> _The exercise_
In the records below, rewrite everything from "Target: bridge arch" down to "x=175 y=174", swapping "bridge" for "viaduct" and leaving all else as it is.

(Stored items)
-*-
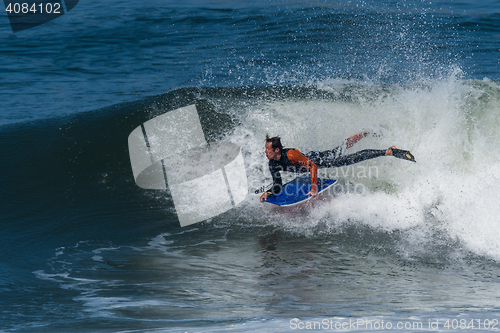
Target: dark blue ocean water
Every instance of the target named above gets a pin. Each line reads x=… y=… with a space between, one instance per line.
x=83 y=249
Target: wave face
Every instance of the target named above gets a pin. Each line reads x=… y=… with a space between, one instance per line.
x=83 y=249
x=98 y=247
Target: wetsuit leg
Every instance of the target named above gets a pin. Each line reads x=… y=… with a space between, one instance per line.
x=330 y=158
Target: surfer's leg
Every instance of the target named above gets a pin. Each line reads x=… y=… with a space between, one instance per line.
x=350 y=141
x=357 y=157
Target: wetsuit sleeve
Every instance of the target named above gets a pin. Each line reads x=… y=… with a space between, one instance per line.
x=297 y=158
x=277 y=182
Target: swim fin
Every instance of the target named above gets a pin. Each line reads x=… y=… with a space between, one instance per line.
x=403 y=154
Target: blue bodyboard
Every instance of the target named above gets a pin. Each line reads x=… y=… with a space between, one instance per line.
x=294 y=192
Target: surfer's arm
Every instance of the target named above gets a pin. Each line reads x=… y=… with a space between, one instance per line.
x=297 y=158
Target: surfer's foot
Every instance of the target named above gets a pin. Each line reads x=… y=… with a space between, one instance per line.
x=399 y=153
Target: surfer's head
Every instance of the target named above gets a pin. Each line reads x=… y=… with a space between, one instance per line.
x=273 y=147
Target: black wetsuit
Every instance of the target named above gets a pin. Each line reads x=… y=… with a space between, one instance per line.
x=320 y=159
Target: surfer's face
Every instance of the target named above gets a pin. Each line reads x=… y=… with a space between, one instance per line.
x=272 y=153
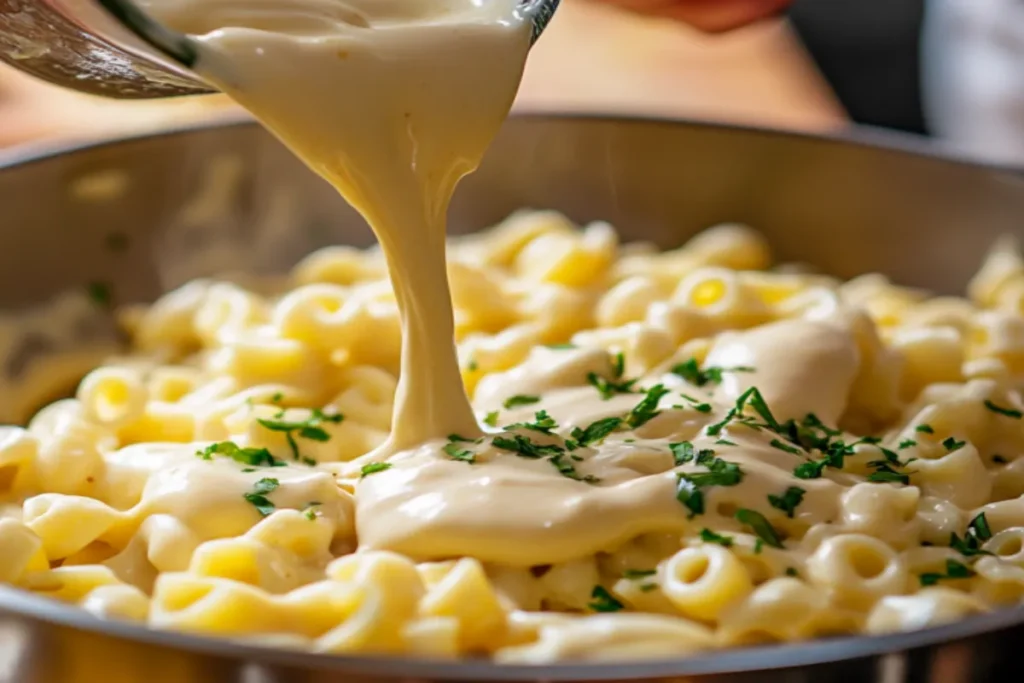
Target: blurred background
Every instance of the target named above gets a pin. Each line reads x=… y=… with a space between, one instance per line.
x=952 y=70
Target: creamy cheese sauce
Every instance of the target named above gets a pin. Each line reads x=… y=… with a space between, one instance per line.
x=392 y=102
x=716 y=453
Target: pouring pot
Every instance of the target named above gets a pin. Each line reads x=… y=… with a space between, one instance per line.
x=131 y=218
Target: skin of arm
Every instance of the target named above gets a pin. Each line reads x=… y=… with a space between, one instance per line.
x=707 y=15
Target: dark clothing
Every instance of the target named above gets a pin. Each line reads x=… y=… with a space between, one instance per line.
x=868 y=52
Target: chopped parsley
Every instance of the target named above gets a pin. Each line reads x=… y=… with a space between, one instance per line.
x=952 y=445
x=684 y=453
x=978 y=531
x=775 y=443
x=884 y=473
x=754 y=399
x=762 y=528
x=595 y=432
x=520 y=399
x=608 y=388
x=456 y=452
x=691 y=372
x=788 y=501
x=1008 y=412
x=634 y=574
x=696 y=404
x=567 y=469
x=954 y=569
x=309 y=512
x=543 y=423
x=556 y=455
x=646 y=410
x=309 y=428
x=258 y=496
x=373 y=468
x=810 y=470
x=602 y=601
x=710 y=537
x=250 y=456
x=525 y=447
x=689 y=487
x=617 y=366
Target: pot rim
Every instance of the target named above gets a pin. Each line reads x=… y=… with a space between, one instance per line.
x=714 y=662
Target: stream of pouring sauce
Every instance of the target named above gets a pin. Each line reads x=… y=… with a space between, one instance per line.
x=392 y=101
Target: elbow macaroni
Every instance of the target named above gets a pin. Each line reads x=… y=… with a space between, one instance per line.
x=215 y=481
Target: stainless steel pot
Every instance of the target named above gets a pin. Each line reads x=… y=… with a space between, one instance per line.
x=130 y=218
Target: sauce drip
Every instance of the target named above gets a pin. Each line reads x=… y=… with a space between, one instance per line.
x=392 y=102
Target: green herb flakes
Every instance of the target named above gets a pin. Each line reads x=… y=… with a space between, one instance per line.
x=691 y=372
x=954 y=569
x=524 y=446
x=258 y=496
x=710 y=537
x=608 y=388
x=250 y=456
x=456 y=452
x=775 y=443
x=646 y=410
x=373 y=468
x=543 y=423
x=788 y=501
x=520 y=399
x=978 y=531
x=952 y=445
x=310 y=428
x=595 y=432
x=762 y=528
x=689 y=486
x=602 y=601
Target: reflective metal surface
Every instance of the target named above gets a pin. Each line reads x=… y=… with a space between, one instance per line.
x=79 y=45
x=146 y=214
x=113 y=48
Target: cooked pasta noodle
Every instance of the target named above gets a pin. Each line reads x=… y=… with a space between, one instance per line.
x=700 y=457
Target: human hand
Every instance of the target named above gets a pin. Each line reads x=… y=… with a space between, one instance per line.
x=707 y=15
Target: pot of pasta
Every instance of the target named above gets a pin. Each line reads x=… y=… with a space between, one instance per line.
x=662 y=400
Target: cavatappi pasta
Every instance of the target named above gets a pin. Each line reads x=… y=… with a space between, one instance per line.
x=686 y=451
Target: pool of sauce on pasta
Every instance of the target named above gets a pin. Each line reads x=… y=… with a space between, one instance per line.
x=665 y=453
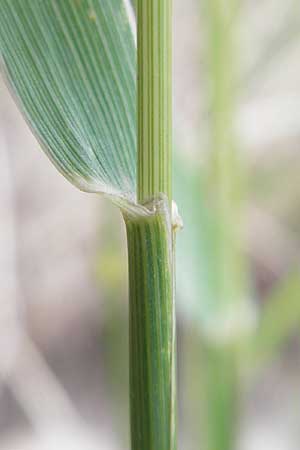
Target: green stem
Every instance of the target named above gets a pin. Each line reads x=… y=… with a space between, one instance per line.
x=154 y=98
x=151 y=241
x=152 y=331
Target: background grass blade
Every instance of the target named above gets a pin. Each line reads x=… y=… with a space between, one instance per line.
x=72 y=68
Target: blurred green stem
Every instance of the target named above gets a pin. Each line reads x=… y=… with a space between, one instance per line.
x=225 y=191
x=151 y=241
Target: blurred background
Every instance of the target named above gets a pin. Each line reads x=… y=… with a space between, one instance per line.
x=63 y=268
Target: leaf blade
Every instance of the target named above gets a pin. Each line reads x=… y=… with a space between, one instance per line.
x=71 y=65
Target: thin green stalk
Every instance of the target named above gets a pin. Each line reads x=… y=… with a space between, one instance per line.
x=151 y=241
x=154 y=98
x=152 y=336
x=225 y=191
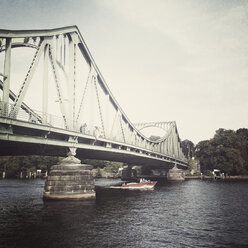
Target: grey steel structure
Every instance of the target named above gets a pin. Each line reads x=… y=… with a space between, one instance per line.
x=110 y=134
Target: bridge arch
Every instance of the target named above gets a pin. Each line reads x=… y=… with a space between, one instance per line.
x=64 y=51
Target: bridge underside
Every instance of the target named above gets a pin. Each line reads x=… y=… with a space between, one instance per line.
x=8 y=148
x=22 y=138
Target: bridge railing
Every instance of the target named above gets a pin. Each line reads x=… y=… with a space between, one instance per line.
x=40 y=118
x=32 y=116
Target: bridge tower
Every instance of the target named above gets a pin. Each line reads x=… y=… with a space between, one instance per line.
x=62 y=106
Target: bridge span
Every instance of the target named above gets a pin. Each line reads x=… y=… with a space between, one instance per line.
x=55 y=101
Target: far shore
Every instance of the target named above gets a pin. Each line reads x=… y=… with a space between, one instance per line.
x=209 y=177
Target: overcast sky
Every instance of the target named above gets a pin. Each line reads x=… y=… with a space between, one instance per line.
x=163 y=60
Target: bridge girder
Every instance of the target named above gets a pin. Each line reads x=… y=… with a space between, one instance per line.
x=62 y=51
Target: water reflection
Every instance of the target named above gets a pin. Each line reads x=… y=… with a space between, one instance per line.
x=184 y=214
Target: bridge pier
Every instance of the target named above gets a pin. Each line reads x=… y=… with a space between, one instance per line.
x=70 y=180
x=175 y=174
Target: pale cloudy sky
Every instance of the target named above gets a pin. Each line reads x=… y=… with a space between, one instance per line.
x=163 y=59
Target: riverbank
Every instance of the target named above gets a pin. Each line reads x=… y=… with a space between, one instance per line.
x=225 y=178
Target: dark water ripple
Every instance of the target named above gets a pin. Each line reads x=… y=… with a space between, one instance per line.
x=186 y=214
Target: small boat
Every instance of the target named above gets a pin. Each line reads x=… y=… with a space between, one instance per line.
x=216 y=174
x=142 y=184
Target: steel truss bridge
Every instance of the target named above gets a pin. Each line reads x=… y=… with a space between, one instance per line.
x=54 y=100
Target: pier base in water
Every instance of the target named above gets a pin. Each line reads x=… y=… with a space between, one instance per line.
x=70 y=180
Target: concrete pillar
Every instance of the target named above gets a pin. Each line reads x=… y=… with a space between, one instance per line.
x=70 y=180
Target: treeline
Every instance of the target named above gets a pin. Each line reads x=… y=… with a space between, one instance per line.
x=226 y=151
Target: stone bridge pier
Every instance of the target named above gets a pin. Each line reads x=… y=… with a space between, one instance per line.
x=70 y=180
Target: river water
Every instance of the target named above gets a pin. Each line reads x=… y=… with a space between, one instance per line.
x=192 y=213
-*-
> _Final answer_
Target: viaduct arch
Every instance of the target named above gets a pin. Each line reads x=… y=… with a space between, one instance per line.
x=64 y=51
Target: viaduct underside
Every instance of the target named above gets a pin. Each line reads x=… y=… with a space between, one instance per line.
x=8 y=148
x=22 y=138
Target: viaduct railing
Every instance of the target named above gets a pin. Each line reads x=… y=… with a space between, one instance per line.
x=40 y=118
x=32 y=116
Target: viaduct tower
Every instance of the target named above gets a pin. Each line reads x=… y=… with a space between, one instance per line.
x=62 y=106
Target: viaduct span
Every instance of the target named above gets a pin. Each line reads x=… y=… with a space between, one instance per line.
x=55 y=101
Target: far shore
Every instance of the target named above gets a pin. Each line reads x=… y=… with a space between, one instance per line.
x=209 y=177
Target: overcast sky
Every instance of the target named above gets a pin. Each line reads x=… y=… with a space between, one instance per line.
x=163 y=60
Target: viaduct girder
Every instance of the target named above gets a pin. Each line reads x=… y=… with a space between, one instance per line.
x=62 y=51
Target: water reflection
Every instance of the target named above gets a pin. Each line reads x=… y=… with a space between, one instance per line.
x=184 y=214
Target: viaduct pier
Every instance of the target named above gets a pin. Each line reads x=… y=… with a space between, one instance per line.
x=70 y=180
x=175 y=174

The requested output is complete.